When the city bus travels that route, if it is overfull, in the past,
the bus driver would sometimes make the people get off and walk the incline
in order to make the bus light enough to inch it's way up the hill.
Who needs a health spa when there are the
hills of San Francisco. Who needs to lift weights when there are drums
to drag around. Needless to say, I managed to get to class in time. I
was late, but they didn't seem to miss me or even notice I had arrived.
They were too busy watching Dina. In fact, two other dancers arrived after
me. I didn't have to run, I could have walked, I could have stayed and
enjoyed the food at the reception. I felt pretty wiped out from my running,
but it was great to be dancing in class so I could rest. Biddi ashoufak
kil youm ya Habibi. I want to see you every day, oh my darling.
October 12, 2011
Spent the first part of the day making
plans for the band to perform in a new venue. Now I need to sit down with
the owner of the the restaurant to finalize details. Unlike last week,
this week I also remembered to go Ayman's house for Arabic. Ayman mentioned
that he wanted to have a music night in about a week. It is the same night
as the documentary movie "At night they dance", so I don't know
if I can go. Ayman assured me that the party wouldn't even get going until
after 10 or 11. So, I guess I'll plan on having my tabla in the car so
I can maybe join the party late.
I had a really good session with Ayman.
We listened to a couple of versions of the songs I will use in raqs Egypt.
I already had the translations but I need to really understand the words
in order to teach the dances. It doesn't matter if I ever even explain
some of these words to the class - if I truly understand the songs, then
I will be able to teach the songs better. Today we talked about how Om
was such a genius in her choice of words in the poetry and how she enunciated
and expressed herself. Some of the words in the songs were in old Arabic
- pre-fusHa - pre classic - words people don't use anymore and within
the very same sentence were words in colloquial popular slang type Arabic.
Yes, she was amazing. But also amazing were the poets who wrote for her.
She may have micro-managed and even commissioned poetry and songs, but
these guys came up with the words and phrases. They worked hand in hand
with her. They had input and she had input. I am reading a book - a fictionalized
autobiography of Ahmad Ramy who was one of Om's poets. ("I loved
you for your voice.") He was named "Poet of the youth"

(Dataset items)

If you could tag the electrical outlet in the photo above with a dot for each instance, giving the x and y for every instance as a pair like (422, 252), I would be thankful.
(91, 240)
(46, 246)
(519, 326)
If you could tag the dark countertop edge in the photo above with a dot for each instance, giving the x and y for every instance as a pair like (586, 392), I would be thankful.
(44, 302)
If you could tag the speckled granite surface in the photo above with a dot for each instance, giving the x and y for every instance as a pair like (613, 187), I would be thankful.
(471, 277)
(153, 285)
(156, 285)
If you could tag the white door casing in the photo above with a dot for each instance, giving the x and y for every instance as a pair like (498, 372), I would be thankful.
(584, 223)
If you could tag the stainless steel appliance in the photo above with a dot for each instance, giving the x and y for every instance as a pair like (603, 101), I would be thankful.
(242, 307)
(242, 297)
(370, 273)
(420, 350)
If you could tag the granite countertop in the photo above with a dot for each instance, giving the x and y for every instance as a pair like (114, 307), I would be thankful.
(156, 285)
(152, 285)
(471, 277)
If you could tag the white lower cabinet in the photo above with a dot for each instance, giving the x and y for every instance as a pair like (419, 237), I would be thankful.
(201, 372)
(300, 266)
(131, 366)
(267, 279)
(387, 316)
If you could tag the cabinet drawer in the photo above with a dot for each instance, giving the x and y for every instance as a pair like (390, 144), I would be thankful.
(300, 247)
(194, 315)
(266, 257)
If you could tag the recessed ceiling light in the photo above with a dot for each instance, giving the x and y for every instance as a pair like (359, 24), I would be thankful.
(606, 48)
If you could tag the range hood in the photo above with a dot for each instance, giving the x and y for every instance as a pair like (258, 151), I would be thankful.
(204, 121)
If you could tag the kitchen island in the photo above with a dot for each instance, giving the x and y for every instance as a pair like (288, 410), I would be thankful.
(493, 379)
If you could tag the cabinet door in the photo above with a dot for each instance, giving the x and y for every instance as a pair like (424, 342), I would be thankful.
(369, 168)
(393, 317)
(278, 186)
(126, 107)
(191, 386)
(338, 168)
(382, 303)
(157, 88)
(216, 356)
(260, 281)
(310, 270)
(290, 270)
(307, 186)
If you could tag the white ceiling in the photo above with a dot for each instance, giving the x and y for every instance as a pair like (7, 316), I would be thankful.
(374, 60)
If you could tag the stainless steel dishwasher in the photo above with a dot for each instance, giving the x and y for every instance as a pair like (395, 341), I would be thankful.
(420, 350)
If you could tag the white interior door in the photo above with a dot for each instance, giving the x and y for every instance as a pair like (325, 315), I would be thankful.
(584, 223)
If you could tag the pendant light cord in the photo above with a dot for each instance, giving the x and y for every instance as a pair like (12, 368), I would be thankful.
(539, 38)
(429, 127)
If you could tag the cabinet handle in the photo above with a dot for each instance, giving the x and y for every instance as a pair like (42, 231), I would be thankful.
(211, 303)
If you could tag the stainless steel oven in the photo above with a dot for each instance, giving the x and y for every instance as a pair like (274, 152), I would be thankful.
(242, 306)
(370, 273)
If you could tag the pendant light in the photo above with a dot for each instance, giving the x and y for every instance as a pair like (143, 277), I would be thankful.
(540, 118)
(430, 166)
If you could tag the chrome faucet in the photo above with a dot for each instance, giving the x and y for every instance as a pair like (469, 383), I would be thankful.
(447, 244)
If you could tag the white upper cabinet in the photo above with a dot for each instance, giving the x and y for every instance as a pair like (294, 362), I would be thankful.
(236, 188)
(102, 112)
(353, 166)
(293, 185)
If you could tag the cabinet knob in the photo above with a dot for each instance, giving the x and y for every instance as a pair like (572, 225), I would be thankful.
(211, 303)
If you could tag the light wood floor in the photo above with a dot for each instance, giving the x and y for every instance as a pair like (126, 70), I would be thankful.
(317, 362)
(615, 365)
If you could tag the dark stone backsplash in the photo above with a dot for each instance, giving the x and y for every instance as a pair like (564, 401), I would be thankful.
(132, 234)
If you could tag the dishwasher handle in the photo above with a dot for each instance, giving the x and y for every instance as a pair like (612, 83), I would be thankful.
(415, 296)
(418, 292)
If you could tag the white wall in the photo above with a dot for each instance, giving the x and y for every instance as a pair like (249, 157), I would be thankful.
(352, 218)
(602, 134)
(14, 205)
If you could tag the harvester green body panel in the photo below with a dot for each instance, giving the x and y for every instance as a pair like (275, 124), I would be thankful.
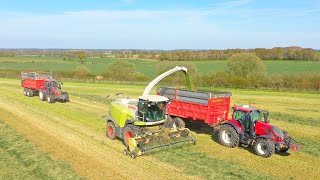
(121, 113)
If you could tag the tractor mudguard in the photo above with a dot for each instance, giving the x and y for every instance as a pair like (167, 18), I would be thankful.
(234, 126)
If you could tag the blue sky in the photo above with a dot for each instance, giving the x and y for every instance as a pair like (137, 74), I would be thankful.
(166, 24)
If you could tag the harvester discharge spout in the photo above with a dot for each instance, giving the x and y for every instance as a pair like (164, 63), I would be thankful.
(143, 124)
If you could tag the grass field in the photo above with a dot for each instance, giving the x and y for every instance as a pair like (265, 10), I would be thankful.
(146, 66)
(74, 133)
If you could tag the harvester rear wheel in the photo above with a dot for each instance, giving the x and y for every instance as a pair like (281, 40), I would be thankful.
(228, 136)
(179, 123)
(264, 147)
(127, 133)
(50, 98)
(42, 95)
(111, 130)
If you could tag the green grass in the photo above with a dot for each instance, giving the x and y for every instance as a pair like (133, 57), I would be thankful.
(199, 164)
(20, 159)
(99, 65)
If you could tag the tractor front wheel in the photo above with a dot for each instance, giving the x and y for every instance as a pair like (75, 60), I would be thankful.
(228, 136)
(127, 133)
(264, 147)
(111, 130)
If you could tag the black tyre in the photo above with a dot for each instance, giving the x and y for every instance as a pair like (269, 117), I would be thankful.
(284, 150)
(31, 93)
(178, 122)
(42, 95)
(111, 130)
(128, 133)
(51, 98)
(264, 147)
(126, 152)
(67, 97)
(133, 155)
(168, 122)
(228, 136)
(25, 91)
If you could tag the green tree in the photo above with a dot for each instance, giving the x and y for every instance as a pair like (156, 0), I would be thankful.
(81, 55)
(123, 71)
(245, 65)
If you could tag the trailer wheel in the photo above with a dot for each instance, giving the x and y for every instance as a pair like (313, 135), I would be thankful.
(168, 122)
(264, 147)
(42, 95)
(178, 122)
(50, 98)
(111, 130)
(25, 91)
(133, 155)
(67, 97)
(127, 133)
(31, 93)
(228, 136)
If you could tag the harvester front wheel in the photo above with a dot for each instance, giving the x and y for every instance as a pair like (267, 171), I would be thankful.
(178, 122)
(133, 155)
(127, 133)
(264, 147)
(228, 136)
(50, 98)
(111, 130)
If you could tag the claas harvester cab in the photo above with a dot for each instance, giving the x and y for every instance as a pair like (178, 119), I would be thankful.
(142, 123)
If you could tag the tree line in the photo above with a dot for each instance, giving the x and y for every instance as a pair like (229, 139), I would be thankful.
(277, 53)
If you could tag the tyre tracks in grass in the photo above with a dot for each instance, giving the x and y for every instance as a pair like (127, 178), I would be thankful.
(88, 151)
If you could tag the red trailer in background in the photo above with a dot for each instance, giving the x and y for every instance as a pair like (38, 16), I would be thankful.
(248, 125)
(44, 85)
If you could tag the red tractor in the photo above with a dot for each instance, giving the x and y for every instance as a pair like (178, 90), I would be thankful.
(248, 125)
(44, 85)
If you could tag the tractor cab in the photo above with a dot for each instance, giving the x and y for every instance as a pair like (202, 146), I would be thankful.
(152, 108)
(53, 86)
(248, 117)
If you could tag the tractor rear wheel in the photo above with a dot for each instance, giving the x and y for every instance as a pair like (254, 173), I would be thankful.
(31, 93)
(264, 147)
(178, 122)
(111, 130)
(127, 133)
(228, 136)
(42, 95)
(25, 91)
(51, 98)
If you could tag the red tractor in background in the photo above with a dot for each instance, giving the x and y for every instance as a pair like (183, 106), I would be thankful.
(44, 85)
(248, 125)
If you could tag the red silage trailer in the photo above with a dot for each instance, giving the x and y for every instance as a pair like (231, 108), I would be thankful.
(248, 125)
(209, 107)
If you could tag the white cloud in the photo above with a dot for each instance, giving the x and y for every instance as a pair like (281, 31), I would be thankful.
(227, 25)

* DIRECTIVE A *
Translate this sentence from the dance journal into Spanish: "Ayman assured me that the party wouldn't even get going until after 10 or 11."
* DIRECTIVE B *
Convert the part of the Dataset items listing starting at the line containing "If you could tag the red tractor in background" and ending at the end of the listing into a two-column CSV with the columns input and output. Each row should hold one input text and its answer, each in its own quoted field, with line breaks replaced by spaces.

* WORKED ANSWER A *
Ayman me aseguró que la fiesta ni siquiera empezaría hasta después de las 10 o las 11.

* WORKED ANSWER B *
input,output
"If you could tag the red tractor in background in the photo above with a dot for each instance, giving the x and y for every instance as a pair like (183, 106), I would be thankful.","(44, 85) (248, 125)"
"If you could tag the red silage trailer in the photo above with a dot for each instance, giving the x and y for every instance as a pair like (231, 108), I would be thankful.","(248, 125) (209, 107)"
"If you could tag the white cloud in the photo above with a dot for each instance, giving the x and y for every instance as a pair like (281, 31), I would be thankful.","(227, 25)"